Quoted passage:
+-------+

Question

A helicopter lifts a $72\text{kg}$ astronaut $15\text{m}$ vertically from the ocean by means of a cable. The acceleration of the astronaut is $\frac{g}{10}$. How much work is done on the astronaut by the force from the helicopter ?

• A. $1188\text{J}$
• B. $11880\text{J}$
• C. $118.8\text{J}$
• D. $9720\text{J}$

Answer 1

The correct option is B $11880\text{J}$

Given, mass of an astronaut $\left(m\right)=72\text{kg}$
Displacement of astronaut $\left(s\right)=15\text{m}$
Acceleration of astronaut $\left(a\right)=\frac{g}{10}{\text{m/s}}^2$
By the FBD of the astronaut:
$\Rightarrow T-mg=ma$
$\therefore T=m(g+a)$
$T=72\left(\frac{11g}{10}\right)\text{N}$
Work done by the force from the helicopter
$W=Fs\cos \theta$
$\because$ Tension and displacement are along same direction $\theta =0^{\circ }$
$\therefore W=Ts\cos 0^{\circ }=Ts$
$W=72\times \frac{11\times 10}{10}\times 15$
$W=11880\text{J}$

Hence option B is the correct answer

+-------+

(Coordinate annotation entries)
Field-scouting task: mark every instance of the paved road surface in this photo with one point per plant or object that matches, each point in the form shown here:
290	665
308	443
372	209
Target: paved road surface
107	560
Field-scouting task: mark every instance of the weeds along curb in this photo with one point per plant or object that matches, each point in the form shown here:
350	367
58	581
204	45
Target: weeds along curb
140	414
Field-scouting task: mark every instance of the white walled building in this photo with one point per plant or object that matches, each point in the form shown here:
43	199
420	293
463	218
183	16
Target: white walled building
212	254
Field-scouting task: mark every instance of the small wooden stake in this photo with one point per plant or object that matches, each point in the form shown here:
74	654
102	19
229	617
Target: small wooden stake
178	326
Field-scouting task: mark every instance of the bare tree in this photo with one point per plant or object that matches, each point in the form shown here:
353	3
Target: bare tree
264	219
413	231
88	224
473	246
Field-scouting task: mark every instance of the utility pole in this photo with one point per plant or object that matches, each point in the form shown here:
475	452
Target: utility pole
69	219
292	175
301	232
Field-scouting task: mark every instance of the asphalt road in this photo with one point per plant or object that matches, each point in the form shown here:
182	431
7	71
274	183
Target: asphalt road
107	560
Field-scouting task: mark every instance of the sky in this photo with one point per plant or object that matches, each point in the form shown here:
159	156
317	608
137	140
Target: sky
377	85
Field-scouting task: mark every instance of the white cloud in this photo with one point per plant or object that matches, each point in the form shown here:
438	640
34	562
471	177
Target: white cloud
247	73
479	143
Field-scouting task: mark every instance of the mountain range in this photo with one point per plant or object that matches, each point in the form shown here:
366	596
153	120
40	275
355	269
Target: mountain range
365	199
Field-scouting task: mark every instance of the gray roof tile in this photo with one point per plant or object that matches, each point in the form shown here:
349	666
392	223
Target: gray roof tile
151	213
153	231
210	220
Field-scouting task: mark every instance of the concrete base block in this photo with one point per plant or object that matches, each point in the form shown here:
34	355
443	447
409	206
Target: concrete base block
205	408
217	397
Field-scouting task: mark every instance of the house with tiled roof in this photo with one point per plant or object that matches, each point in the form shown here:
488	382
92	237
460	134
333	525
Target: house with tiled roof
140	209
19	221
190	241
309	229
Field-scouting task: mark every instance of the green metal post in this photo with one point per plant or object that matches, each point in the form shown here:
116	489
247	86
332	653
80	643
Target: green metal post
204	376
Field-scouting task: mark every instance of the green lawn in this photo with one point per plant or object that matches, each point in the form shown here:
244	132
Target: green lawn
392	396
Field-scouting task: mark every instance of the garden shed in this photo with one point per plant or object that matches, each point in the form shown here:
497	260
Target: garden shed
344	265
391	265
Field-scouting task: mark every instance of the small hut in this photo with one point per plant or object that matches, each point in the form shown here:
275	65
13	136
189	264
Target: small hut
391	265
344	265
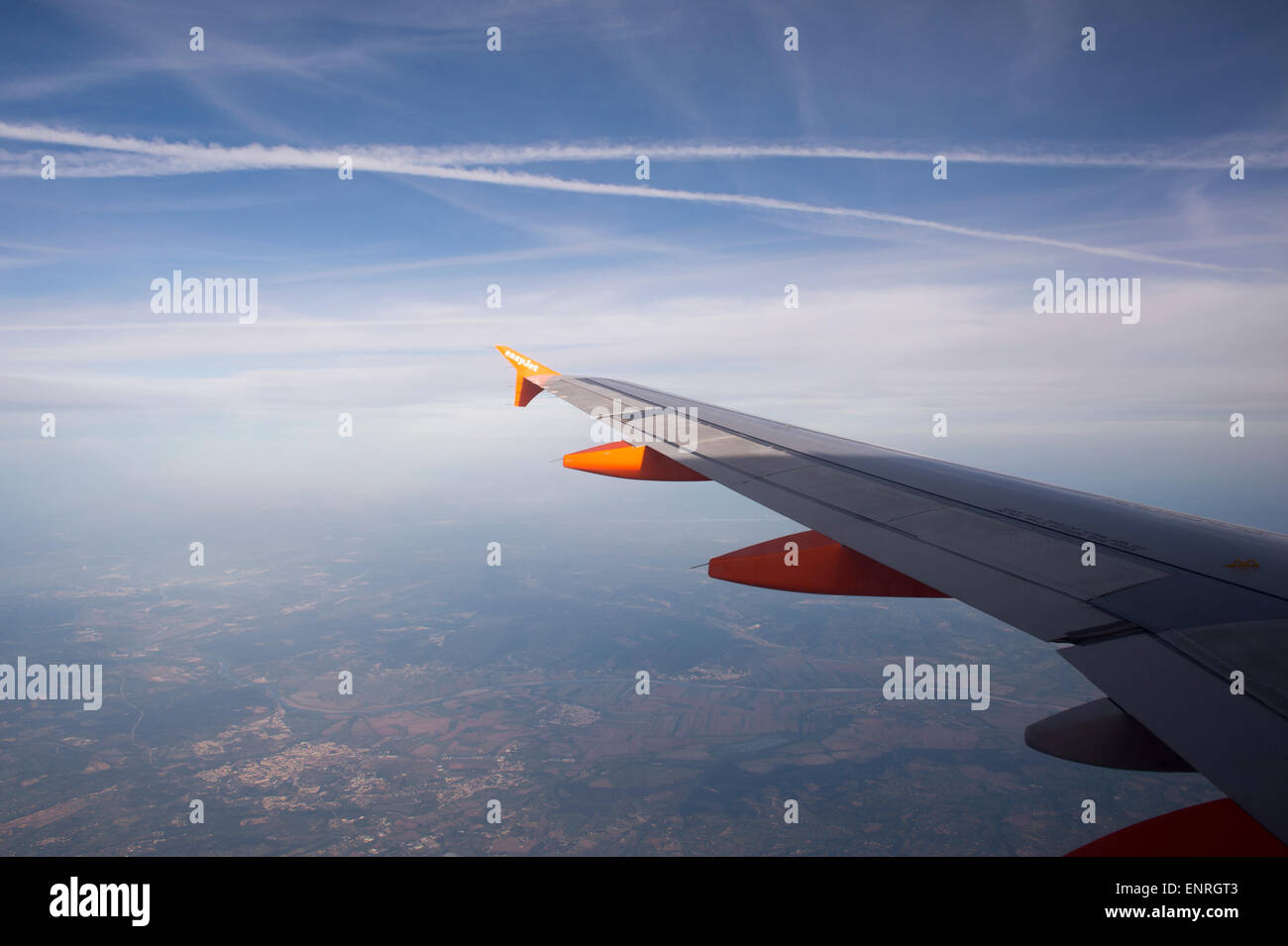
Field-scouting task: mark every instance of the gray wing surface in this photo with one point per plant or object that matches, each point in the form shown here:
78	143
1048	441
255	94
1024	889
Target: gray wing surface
1173	605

+-------+

Tasks to carry out:
#1 Answer these questions about the helicopter problem:
(a) What is the mass of the astronaut?
(b) What angle between the tension and the displacement does the solution use?
(c) Which option does the solution name as correct?
#2 List every line of the listing that contains the string "stake". Case counts.

Answers below:
#1
(a) 72 kg
(b) 0°
(c) Option B, 11880 J

#2
Field-scouting task: mark every instance of the small wooden stake in this photo with one point per plant or object that matches, each point in the form shown here:
Target: small wooden stake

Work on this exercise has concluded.